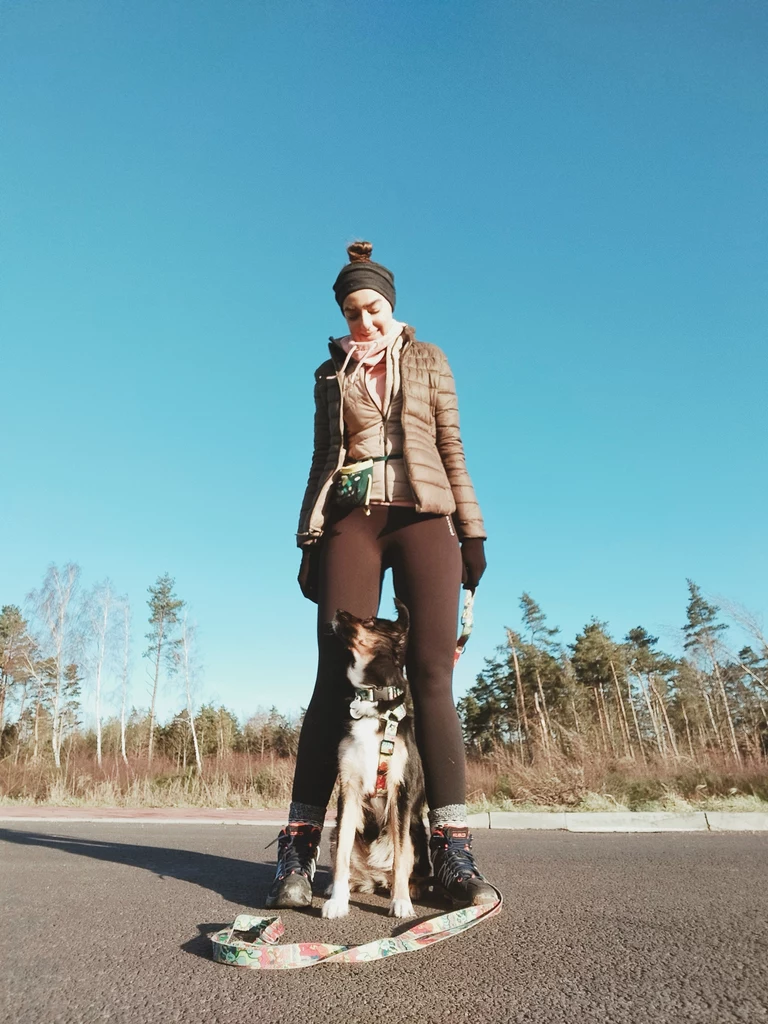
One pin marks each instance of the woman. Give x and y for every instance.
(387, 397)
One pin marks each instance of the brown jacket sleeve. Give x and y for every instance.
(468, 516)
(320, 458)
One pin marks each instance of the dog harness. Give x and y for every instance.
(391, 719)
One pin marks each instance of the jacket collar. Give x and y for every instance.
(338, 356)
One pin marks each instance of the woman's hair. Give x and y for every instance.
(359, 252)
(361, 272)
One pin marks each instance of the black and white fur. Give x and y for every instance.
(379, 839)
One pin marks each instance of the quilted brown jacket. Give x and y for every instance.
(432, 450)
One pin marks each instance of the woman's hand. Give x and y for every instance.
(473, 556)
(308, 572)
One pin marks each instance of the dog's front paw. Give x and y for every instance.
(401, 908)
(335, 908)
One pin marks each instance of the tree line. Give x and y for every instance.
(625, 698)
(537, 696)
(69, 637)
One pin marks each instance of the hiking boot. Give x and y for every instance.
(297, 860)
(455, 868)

---

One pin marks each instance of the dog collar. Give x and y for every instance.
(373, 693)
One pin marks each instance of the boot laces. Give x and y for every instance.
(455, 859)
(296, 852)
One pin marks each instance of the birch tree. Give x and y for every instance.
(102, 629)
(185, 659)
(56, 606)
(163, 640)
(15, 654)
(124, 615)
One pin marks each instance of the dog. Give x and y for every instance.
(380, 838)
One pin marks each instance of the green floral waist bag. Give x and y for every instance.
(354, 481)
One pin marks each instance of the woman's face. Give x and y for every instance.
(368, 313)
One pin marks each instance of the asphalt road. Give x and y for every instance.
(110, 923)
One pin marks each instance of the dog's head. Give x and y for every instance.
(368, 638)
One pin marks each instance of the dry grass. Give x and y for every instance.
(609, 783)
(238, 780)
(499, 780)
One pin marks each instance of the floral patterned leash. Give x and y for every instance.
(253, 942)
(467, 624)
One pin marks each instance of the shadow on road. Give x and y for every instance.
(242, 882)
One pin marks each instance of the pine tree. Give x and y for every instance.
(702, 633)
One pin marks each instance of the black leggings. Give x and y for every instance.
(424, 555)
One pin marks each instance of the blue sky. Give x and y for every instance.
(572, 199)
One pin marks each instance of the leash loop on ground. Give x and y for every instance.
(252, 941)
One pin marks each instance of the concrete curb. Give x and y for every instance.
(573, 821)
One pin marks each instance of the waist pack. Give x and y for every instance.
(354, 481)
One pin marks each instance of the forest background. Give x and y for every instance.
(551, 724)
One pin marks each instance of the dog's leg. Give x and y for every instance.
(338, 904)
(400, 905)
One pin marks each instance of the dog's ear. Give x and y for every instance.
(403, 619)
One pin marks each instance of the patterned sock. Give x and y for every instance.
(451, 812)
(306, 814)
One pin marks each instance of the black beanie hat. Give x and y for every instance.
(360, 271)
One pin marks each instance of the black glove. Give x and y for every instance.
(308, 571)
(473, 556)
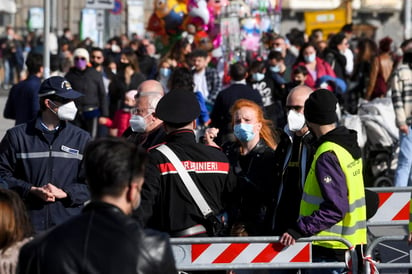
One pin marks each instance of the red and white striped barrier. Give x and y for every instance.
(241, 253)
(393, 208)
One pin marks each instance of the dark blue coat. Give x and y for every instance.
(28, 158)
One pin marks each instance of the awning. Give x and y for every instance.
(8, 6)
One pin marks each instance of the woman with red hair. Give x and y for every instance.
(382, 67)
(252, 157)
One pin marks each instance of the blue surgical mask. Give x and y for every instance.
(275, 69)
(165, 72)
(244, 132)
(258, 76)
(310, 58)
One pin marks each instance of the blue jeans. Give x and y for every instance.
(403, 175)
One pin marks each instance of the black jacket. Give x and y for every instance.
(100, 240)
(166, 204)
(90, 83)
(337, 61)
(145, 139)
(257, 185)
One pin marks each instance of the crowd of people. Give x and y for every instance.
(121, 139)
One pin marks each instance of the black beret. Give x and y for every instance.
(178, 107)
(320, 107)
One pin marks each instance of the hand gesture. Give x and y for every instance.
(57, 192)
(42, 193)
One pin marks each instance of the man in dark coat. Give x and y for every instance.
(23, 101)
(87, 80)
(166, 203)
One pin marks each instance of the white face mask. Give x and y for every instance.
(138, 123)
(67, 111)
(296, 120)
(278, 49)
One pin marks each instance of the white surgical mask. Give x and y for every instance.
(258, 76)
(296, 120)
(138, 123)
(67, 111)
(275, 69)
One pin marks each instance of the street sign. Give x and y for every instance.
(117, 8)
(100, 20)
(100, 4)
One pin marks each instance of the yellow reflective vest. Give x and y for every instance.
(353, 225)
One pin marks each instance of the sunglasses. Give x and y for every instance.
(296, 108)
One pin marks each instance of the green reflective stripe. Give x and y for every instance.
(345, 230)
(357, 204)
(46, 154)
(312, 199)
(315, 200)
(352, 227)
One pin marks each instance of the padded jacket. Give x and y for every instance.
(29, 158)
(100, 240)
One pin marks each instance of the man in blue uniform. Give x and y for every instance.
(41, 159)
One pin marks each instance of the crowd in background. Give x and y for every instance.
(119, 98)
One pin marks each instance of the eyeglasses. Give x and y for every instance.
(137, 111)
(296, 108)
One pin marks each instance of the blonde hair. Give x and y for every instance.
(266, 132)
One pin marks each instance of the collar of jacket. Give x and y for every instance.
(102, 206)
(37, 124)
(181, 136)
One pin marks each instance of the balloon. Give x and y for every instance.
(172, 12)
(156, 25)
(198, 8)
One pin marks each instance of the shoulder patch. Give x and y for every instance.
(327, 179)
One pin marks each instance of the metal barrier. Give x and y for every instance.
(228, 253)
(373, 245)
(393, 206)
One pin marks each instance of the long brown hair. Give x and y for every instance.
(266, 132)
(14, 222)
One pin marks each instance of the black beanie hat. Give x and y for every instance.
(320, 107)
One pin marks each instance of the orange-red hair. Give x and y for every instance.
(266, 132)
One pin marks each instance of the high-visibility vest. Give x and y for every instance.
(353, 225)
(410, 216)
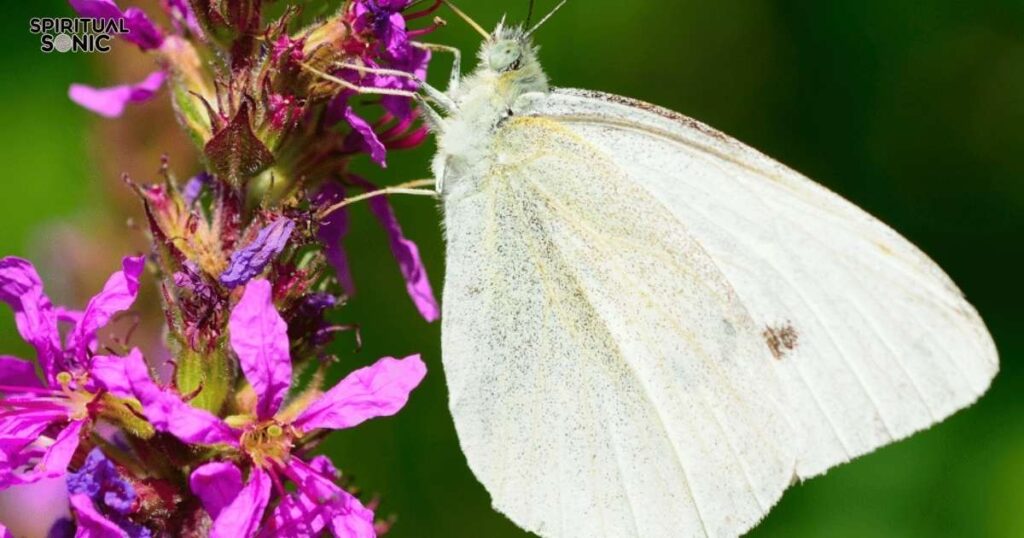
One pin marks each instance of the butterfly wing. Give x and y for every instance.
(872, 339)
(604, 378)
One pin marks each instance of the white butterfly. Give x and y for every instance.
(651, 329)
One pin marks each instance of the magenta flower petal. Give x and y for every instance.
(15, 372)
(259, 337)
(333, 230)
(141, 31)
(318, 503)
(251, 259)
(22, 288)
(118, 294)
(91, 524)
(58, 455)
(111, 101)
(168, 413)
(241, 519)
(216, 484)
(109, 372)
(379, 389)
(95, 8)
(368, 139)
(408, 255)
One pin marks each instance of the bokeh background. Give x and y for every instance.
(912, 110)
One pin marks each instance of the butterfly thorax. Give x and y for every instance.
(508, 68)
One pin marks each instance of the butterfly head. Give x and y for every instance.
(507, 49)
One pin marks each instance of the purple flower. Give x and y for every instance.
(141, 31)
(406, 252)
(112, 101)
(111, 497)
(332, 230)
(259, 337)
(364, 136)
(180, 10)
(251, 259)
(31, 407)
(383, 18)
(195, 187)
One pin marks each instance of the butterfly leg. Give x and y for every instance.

==

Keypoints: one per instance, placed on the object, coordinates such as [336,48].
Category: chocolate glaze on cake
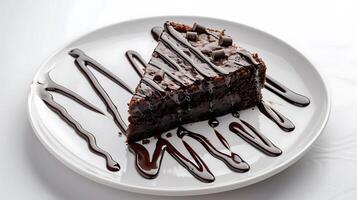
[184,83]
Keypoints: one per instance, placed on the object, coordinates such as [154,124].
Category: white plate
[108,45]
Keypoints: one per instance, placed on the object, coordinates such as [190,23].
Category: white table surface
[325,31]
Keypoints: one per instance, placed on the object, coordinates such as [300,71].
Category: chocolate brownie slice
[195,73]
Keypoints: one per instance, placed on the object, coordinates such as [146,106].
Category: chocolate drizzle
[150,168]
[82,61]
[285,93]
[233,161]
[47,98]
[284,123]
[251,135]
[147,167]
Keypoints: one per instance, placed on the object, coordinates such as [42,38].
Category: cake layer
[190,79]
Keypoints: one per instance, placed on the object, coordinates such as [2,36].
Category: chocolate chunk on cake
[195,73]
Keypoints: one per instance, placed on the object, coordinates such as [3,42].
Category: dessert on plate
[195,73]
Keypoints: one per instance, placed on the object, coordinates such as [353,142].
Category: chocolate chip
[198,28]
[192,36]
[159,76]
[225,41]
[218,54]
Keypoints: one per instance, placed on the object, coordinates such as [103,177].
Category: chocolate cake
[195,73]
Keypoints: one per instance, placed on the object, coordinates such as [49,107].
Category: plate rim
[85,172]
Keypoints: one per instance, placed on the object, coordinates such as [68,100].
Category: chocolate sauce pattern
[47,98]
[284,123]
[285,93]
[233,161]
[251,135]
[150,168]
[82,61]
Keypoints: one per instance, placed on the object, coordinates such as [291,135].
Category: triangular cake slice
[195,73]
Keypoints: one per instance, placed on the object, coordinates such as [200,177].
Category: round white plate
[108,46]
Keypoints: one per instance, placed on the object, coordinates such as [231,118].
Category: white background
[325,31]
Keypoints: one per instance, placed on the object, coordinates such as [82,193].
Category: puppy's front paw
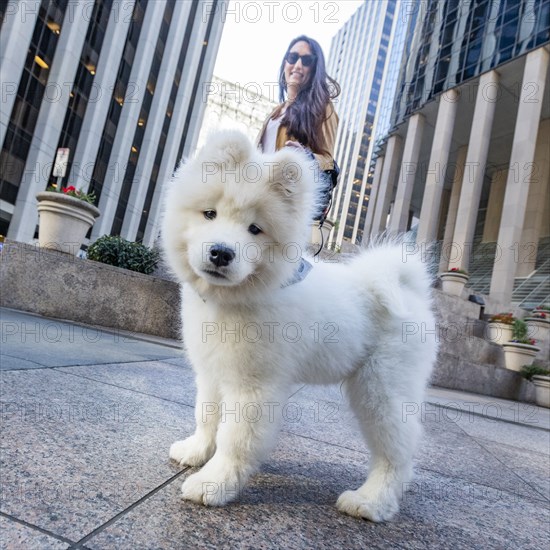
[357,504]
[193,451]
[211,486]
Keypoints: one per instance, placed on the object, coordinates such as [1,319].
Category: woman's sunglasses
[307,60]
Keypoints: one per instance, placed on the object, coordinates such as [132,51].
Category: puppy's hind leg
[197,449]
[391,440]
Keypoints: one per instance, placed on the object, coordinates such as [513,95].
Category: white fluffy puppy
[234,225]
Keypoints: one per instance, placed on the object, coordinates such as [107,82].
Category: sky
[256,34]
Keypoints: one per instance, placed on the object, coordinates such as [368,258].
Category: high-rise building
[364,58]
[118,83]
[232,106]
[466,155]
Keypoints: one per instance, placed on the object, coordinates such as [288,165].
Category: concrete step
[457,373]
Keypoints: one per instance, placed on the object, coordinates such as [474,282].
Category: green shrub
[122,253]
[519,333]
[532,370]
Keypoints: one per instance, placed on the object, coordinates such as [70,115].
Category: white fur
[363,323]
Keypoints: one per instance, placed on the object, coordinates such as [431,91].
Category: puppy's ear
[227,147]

Work to be completed: What do the entries above read from the line containing "One pin marks each instance of the man in blue" through the line containing "One pin marks each instance of the butterfly leg."? Output those lines exactly, both ends included, with the pictures left out.

Answer for this exercise:
One pin marks each instance of the man in blue uniform. Give x and y for every instance.
(41, 159)
One pin marks each instance of the crowd in background. Give x and y for every instance.
(119, 98)
One pin marks each instance of the eyeglasses. Give x and y for every instance.
(137, 111)
(296, 108)
One pin marks each instance of the blonde hair. Give x and y for every instance.
(266, 132)
One pin marks each instance of the collar of jacket. Give x and y for every instance.
(102, 206)
(37, 124)
(181, 136)
One pin marks each instance of the balloon. Give x and y for every instance.
(172, 12)
(156, 25)
(198, 8)
One pin marks each instance of the shoulder patch. Give x and y for every instance.
(327, 179)
One pin marks each instance of the metal barrier. Give x and y for every instance.
(228, 253)
(373, 245)
(393, 206)
One pin marks each instance of the long brown hair. Give x and y for every instance.
(266, 132)
(14, 222)
One pin marks each instance of the black beanie hat. Give x and y for every instance.
(320, 107)
One pin marks each instance of the orange-red hair. Give x and y for every instance.
(266, 132)
One pin marks each instance of the high-visibility vest. Give x and y for every instance.
(353, 225)
(410, 216)
One pin marks each instance of the butterfly wing. Give x and y for every instance.
(872, 339)
(604, 378)
One pin marks each instance of the white butterfly. Give x and y for every instance.
(651, 329)
One pin marks each instance of the magenta flower petal. Give x and y for every instance.
(15, 372)
(259, 337)
(333, 230)
(141, 31)
(318, 503)
(251, 259)
(22, 288)
(118, 294)
(91, 524)
(58, 455)
(111, 101)
(168, 413)
(241, 519)
(216, 484)
(109, 372)
(379, 389)
(95, 8)
(368, 139)
(408, 255)
One pin marks each instance of the bokeh background. Give x and y for every instance.
(912, 110)
One pin marks each instance of the butterfly thorax. Give x and y for every instance.
(508, 68)
One pin marks each instance of the butterfly head. Give x and y for every instance.
(507, 49)
One pin marks each instance of the purple flower. Give x and y for every instance.
(141, 31)
(406, 252)
(112, 101)
(111, 497)
(332, 230)
(259, 337)
(364, 136)
(180, 10)
(251, 259)
(31, 407)
(383, 18)
(195, 187)
One pin marks each instance of the butterfly leg. Give x and y for every instance.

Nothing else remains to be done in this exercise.